Но цепкая память мемуариста хранит и другие подробности прежней жизни. И не “забыть ему послевоенную, когда город еще лежал в руинах, школу — красивую, теплую, идеально чистую внутри, зимой настолько теплую, что открывали окна для проветривания. И кабинеты, набитые учебными пособиями — бесплатными! — и пусть плохонькие, но бесплатные ботинки, одежду, еду для учеников. И доступные детские спортивные школы, и стадионы, где можно было играть в футбол, волейбол, баскетбол, и доступные катки, и лыжные трассы. И становились послевоенные хилые дети сильнее, выше, быстрее. И при той власти дети (а у многих из них не было отцов, у кого-то и матерей: погибли на войне, в блокаду, пропали без вести, были репрессированы, — но дети, не брошенные родителями, как теперь, в мирное время) могли состояться как личности, примером чему одноклассники самого И. Архангельского. В списке тех, кто встретился через пятьдесят лет после окончания школы, — ведущие инженеры, конструкторы, заведующие лабораториями или отделами НИИ. И работали они не охранниками или менеджерами (самые предлагаемые ныне профессии для молодежи), а являются авторами изобретений и научных трудов, разработчиками в области космоса, кораблестроения, надводного и подводного, связи, самолетостроения, имели признание и правительственные награды. Сам И. Архангельский стал геологом.

Исходные записи
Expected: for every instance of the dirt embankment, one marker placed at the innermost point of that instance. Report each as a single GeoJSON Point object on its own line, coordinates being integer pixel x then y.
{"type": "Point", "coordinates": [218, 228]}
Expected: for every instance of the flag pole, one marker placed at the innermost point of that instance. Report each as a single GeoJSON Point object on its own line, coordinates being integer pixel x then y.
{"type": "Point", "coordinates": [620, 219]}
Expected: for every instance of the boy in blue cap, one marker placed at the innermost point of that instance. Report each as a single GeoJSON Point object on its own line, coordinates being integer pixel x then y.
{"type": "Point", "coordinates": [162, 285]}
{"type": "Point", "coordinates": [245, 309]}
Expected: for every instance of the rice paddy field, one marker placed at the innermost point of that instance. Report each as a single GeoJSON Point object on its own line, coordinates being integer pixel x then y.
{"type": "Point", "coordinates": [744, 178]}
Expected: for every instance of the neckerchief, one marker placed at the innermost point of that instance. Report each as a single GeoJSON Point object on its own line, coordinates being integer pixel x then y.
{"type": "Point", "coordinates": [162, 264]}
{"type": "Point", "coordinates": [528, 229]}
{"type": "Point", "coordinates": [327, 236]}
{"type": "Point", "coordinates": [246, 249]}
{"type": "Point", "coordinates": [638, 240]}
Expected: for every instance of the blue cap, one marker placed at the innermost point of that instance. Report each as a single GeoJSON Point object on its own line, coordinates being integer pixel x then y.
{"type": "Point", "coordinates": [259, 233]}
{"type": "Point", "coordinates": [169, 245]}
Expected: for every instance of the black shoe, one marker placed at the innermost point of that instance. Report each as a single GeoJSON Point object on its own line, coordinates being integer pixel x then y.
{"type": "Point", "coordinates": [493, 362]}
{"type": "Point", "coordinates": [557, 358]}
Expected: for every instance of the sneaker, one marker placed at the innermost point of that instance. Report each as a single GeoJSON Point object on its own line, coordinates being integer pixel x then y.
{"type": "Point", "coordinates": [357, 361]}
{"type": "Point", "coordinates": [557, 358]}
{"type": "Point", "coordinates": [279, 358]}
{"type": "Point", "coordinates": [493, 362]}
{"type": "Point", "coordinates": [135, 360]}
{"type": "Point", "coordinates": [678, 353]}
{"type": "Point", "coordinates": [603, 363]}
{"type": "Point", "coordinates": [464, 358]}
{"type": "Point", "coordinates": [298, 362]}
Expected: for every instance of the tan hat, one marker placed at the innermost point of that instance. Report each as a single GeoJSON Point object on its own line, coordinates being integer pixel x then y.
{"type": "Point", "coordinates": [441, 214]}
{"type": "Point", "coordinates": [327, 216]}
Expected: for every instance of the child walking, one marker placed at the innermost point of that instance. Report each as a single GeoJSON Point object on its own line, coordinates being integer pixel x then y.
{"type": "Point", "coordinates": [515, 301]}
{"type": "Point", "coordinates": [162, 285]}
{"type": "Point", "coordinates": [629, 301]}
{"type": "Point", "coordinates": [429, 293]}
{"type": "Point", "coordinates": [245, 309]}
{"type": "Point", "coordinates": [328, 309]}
...
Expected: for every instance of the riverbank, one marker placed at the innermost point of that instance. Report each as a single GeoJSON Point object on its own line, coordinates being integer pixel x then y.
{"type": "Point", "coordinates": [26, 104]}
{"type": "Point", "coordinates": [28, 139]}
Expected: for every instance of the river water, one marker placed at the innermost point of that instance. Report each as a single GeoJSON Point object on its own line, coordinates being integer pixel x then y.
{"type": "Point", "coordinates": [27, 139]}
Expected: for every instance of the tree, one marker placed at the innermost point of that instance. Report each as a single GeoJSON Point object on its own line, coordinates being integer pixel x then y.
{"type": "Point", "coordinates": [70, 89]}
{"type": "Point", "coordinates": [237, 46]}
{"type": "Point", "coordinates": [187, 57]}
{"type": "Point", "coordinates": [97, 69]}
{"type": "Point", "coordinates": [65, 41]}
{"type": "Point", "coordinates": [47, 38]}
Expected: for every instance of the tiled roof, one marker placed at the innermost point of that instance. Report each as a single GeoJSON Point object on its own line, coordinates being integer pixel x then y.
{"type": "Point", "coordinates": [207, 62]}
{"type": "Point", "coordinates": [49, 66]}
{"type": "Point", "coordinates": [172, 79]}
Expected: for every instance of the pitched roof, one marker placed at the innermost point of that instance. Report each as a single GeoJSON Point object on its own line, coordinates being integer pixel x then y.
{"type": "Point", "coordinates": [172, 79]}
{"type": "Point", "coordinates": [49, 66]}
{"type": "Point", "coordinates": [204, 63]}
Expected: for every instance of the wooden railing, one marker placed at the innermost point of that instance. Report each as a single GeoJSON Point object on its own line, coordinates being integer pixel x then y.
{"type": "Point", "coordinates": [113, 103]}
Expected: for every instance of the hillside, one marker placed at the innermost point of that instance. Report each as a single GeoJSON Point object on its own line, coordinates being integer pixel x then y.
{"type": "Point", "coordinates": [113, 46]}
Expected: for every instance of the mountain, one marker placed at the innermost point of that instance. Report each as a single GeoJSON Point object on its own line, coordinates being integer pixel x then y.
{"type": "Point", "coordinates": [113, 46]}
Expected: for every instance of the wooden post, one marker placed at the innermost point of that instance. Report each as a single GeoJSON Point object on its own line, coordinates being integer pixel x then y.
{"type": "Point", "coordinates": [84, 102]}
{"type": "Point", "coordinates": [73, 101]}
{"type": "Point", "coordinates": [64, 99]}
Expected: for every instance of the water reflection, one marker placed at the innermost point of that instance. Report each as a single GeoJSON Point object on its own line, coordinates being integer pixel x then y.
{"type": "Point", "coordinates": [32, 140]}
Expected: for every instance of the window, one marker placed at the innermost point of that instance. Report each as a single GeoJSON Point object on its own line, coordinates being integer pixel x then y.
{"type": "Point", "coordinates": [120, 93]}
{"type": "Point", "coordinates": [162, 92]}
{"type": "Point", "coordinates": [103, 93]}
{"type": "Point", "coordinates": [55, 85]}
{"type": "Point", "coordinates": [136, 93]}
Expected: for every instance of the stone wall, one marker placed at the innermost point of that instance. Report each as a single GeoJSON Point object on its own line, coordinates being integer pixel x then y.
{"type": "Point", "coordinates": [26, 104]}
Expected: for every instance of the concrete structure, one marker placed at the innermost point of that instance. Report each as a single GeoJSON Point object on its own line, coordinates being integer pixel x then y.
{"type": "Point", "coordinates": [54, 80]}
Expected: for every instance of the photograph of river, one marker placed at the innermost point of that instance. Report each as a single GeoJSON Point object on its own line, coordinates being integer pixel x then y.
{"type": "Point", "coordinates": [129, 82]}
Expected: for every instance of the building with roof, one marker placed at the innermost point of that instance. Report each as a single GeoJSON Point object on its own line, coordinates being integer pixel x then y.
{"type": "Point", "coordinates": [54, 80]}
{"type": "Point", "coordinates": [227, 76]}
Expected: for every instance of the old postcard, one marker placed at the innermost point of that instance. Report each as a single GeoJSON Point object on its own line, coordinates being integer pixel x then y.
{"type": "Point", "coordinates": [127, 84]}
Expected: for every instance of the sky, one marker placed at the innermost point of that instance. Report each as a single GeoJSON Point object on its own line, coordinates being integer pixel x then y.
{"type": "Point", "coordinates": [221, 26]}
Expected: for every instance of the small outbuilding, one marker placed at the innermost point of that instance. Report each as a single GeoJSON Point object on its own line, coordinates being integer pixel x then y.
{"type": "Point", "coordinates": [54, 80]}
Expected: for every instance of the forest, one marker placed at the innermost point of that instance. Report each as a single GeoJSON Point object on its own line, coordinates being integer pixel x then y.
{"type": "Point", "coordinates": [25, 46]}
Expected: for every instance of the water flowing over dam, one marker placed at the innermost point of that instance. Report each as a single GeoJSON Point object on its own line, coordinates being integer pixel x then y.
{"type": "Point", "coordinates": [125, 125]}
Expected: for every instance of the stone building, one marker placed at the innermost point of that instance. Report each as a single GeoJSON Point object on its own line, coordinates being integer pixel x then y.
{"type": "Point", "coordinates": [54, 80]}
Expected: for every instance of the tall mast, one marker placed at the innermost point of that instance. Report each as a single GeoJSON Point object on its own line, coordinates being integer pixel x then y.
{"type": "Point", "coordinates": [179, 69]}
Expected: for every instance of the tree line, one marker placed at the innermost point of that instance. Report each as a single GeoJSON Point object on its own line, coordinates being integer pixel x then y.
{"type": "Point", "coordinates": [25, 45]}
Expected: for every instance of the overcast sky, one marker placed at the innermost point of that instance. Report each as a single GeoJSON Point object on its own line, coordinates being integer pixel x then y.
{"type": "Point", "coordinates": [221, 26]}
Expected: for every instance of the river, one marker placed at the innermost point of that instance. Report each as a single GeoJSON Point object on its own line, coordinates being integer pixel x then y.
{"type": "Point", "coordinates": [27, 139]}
--
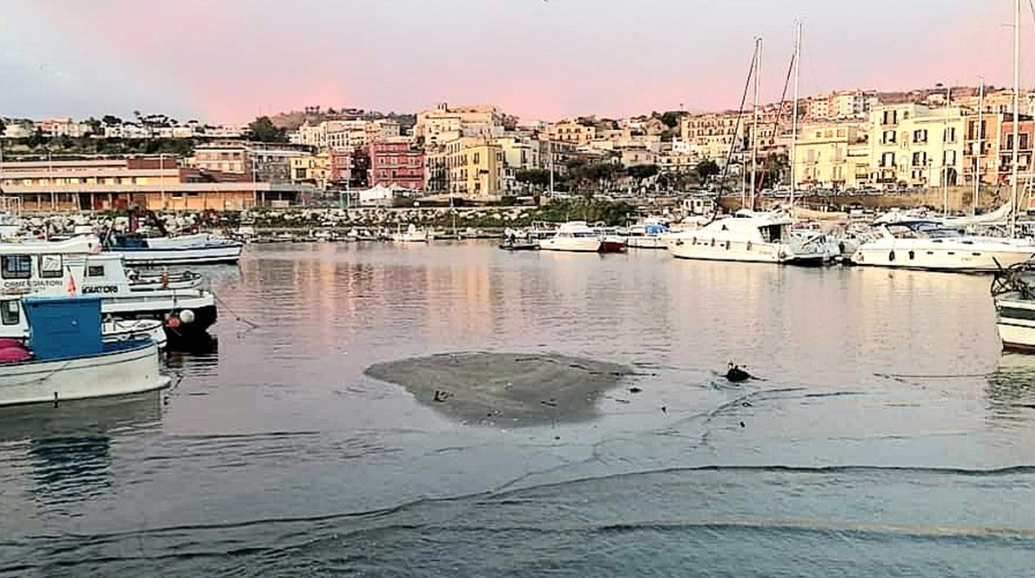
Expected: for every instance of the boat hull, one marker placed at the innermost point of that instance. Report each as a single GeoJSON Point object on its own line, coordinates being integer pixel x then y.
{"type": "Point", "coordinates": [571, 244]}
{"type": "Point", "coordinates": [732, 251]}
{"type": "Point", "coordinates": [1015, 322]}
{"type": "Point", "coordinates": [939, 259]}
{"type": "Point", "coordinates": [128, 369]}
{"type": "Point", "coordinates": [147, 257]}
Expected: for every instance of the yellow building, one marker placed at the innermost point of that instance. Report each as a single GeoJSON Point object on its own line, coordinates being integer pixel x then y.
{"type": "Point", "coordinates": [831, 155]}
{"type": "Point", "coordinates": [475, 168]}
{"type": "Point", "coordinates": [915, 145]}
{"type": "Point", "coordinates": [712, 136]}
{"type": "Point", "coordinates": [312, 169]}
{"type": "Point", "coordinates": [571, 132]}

Задание
Перечислите все области, в которых, согласно исходному тексту, одноклассники И. Архангельского работали разработчиками.

Ответ
Космос, кораблестроение (надводное и подводное), связь, самолетостроение.